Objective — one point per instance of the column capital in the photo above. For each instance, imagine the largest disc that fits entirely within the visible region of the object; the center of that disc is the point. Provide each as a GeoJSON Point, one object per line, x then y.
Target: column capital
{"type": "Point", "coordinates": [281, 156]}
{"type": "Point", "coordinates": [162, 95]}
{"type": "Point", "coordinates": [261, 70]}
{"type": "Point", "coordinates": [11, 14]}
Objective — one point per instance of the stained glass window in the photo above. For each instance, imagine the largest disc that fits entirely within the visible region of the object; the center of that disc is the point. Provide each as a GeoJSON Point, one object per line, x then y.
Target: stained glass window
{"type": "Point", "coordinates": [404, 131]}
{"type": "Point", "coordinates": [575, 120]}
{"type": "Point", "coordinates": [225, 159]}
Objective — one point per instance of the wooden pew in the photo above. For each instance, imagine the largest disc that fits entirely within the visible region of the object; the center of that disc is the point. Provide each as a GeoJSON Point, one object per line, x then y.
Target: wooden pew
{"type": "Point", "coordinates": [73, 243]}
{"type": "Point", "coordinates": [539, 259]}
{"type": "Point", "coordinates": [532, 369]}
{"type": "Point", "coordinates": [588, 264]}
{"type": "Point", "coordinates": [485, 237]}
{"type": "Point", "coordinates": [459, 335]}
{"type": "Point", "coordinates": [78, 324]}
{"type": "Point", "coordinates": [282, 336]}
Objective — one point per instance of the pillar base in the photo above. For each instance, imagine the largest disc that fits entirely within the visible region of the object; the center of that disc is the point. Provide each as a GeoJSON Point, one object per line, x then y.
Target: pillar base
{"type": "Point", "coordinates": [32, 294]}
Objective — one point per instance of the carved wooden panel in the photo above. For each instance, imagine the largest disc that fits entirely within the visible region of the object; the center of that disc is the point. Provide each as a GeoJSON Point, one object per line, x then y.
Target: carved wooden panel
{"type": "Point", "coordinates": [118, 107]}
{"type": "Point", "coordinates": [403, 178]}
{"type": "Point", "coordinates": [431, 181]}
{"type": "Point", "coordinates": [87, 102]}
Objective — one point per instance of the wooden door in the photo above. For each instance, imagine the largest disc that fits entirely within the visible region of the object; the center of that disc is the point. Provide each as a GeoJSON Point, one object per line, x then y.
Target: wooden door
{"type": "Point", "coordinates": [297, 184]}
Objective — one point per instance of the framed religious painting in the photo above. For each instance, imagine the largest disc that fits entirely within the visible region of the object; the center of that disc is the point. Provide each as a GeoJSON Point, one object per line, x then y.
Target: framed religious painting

### Task instructions:
In the listing above, find the line containing "Objective — one point per instance of the wooden door" and please quote exactly that line through the last one, and no other lines.

### Written response:
Objective — one point per instance of the wooden door in the photo above. For each instance, imagine the largest disc that fits entirely within the visible region of the object; the center of that disc is the point. Provide each as a GeoJSON Point, one object per line, x then y.
Target: wooden door
{"type": "Point", "coordinates": [297, 184]}
Objective — one point per instance of the framed religious painting in the photo above. For each instance, imagine the largest disc that fits entirely within the visible region of the object; the center of that disc is the point. Provide each as a GeoJSON Point, one object per line, x then y.
Target: framed religious painting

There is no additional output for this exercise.